(RECORDS FOR THIS EXERCISE)
BEGIN

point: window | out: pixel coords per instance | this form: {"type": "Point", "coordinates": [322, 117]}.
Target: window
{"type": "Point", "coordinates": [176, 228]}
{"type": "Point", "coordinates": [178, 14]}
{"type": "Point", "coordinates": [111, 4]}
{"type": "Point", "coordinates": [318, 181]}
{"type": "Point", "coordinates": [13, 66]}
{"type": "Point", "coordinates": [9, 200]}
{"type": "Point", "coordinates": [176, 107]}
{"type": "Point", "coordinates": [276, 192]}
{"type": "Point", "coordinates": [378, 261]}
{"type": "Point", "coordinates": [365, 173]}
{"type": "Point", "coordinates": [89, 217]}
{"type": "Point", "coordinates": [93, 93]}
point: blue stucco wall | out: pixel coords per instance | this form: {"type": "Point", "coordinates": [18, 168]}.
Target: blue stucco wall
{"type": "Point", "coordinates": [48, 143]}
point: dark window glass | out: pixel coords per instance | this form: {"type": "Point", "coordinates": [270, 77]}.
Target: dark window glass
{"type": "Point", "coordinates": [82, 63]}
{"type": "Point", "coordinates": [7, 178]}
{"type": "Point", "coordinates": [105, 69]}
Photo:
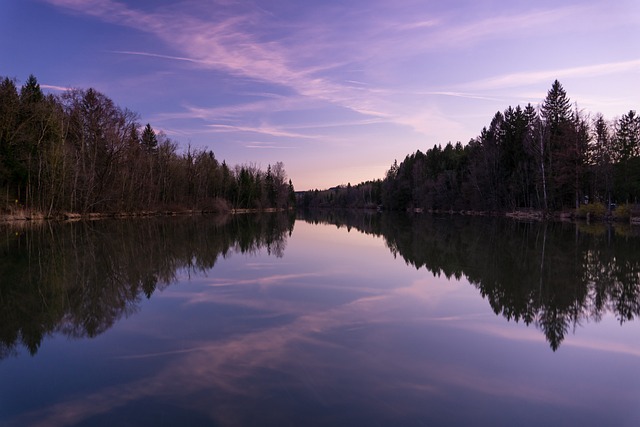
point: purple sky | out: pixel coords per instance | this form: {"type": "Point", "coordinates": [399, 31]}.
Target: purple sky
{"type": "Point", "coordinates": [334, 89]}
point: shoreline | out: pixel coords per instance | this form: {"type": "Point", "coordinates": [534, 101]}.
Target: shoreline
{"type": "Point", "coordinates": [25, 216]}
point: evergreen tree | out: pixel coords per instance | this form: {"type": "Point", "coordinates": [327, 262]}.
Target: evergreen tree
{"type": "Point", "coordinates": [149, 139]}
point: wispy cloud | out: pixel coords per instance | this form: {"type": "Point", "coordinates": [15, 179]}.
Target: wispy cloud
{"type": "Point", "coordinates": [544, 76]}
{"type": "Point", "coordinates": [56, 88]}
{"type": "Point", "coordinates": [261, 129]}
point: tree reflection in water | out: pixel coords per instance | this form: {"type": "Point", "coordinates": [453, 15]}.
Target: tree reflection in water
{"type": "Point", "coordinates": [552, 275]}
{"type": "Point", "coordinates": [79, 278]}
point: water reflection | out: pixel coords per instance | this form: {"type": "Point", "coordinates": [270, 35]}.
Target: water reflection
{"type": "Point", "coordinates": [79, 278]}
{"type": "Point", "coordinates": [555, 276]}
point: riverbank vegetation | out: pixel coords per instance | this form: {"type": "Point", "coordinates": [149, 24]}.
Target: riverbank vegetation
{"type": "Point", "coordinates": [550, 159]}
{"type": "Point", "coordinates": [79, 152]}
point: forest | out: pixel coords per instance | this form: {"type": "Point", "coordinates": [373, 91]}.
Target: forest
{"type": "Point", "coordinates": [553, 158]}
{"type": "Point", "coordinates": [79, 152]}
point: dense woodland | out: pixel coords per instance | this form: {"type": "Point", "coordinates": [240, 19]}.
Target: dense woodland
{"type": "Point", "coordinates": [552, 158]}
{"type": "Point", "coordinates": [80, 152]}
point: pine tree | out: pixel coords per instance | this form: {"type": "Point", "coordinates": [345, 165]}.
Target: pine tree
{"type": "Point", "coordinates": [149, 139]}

END
BEGIN

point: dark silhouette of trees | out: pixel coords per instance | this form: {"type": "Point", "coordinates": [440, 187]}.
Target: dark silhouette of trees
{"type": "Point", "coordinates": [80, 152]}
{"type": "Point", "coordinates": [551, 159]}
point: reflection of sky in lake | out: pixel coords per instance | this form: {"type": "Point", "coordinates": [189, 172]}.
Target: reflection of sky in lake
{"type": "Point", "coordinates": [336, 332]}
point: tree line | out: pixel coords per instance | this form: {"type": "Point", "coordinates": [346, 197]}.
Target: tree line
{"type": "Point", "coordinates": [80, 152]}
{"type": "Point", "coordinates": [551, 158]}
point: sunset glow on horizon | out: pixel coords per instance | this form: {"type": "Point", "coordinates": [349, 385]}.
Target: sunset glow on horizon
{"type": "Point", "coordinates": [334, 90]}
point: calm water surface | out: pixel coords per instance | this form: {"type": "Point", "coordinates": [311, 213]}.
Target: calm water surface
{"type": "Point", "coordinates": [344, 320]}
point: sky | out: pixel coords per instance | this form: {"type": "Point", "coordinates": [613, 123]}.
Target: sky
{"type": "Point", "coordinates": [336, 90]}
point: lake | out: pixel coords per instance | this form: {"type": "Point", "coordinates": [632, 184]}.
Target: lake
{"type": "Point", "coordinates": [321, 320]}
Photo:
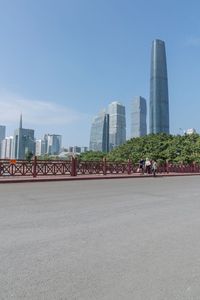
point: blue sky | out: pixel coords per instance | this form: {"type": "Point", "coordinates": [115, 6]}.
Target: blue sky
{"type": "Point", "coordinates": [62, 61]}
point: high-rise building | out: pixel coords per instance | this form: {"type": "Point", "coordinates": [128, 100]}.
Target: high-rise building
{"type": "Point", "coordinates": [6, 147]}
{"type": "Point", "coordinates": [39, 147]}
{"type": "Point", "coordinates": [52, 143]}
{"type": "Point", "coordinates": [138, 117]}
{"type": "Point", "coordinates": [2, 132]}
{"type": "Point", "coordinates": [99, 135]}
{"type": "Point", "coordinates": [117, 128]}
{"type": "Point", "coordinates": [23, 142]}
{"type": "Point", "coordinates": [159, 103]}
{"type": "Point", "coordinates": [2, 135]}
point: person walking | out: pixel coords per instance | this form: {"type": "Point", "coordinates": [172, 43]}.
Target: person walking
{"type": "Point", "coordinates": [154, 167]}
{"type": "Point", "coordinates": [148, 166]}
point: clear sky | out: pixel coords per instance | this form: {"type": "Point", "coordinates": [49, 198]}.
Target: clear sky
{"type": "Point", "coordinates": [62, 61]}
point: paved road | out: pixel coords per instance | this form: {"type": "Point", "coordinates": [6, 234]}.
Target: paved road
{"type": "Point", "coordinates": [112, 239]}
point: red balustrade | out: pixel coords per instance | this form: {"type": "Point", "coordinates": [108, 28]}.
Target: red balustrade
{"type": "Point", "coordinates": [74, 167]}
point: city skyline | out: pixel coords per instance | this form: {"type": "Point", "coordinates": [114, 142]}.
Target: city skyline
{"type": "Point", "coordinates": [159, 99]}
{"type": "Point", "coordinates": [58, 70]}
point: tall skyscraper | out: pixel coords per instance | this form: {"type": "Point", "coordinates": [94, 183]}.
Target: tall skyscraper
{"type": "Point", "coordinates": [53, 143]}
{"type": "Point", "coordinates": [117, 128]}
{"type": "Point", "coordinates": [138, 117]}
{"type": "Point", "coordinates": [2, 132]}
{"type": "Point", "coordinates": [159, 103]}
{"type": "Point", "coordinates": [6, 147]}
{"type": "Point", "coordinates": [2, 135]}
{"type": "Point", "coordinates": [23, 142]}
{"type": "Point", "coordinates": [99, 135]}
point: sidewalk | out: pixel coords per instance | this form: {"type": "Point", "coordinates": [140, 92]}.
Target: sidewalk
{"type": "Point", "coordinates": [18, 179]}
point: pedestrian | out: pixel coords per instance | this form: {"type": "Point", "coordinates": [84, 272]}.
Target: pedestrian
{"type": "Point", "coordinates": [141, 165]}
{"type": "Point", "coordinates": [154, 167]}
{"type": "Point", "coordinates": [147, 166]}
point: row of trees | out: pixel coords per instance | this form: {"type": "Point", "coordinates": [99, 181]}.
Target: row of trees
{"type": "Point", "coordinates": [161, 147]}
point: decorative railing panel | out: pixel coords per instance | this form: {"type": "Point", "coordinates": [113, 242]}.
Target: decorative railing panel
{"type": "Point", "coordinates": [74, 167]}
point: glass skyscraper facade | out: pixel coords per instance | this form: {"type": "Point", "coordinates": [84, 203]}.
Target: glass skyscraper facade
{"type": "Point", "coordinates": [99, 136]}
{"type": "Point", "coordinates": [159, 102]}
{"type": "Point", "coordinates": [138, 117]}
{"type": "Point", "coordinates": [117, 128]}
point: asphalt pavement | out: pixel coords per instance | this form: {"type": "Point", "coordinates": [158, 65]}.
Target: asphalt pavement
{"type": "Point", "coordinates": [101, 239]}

END
BEGIN

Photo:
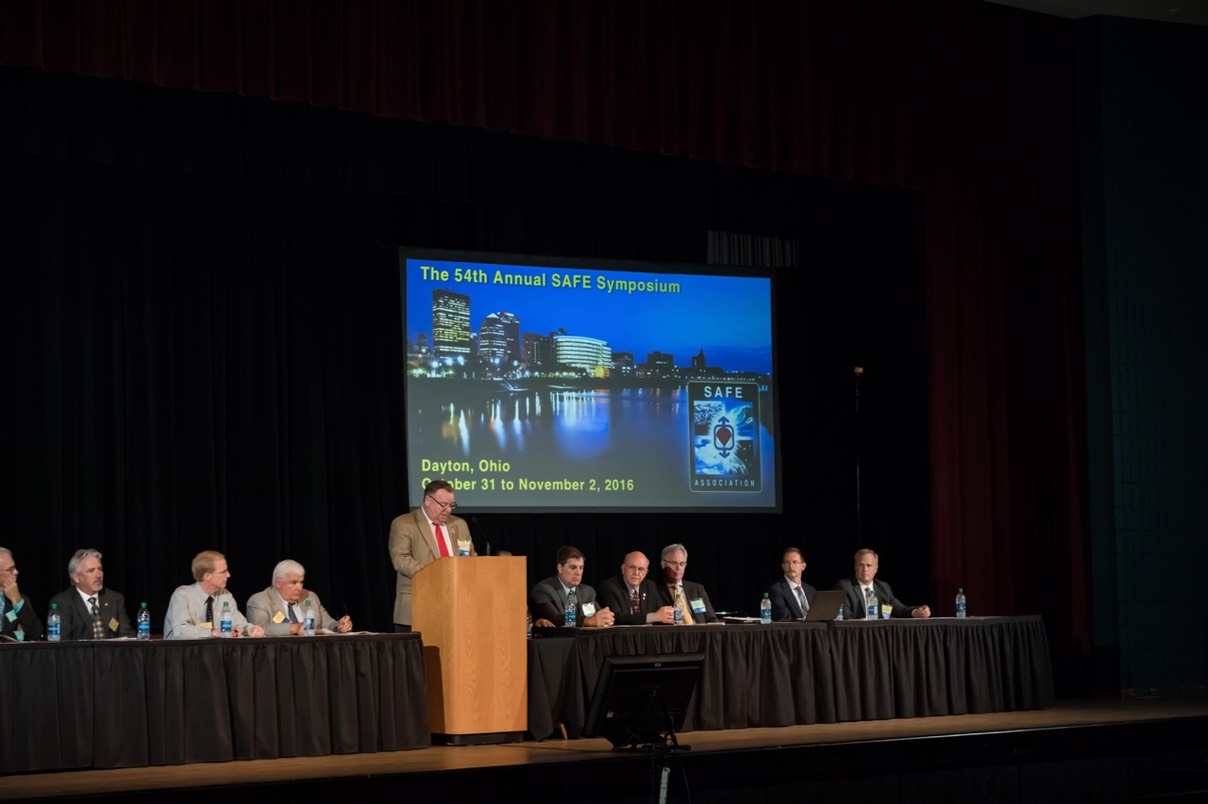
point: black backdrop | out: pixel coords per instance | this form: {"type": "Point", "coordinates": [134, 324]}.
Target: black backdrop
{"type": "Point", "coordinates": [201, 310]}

END

(ACTIVITY) Begin at the line that has "point: sunset glow" in the entries above; stop after the line that has "point: calm water". Transcribe exactly those lines and no others.

(RESPONSE)
point: sunset glow on horizon | out: pixel coords per instance | this form: {"type": "Point", "coordinates": [349, 385]}.
Target: sunset glow on horizon
{"type": "Point", "coordinates": [334, 90]}
point: calm water surface | out: pixel coords per instance | this form: {"type": "Point", "coordinates": [311, 213]}.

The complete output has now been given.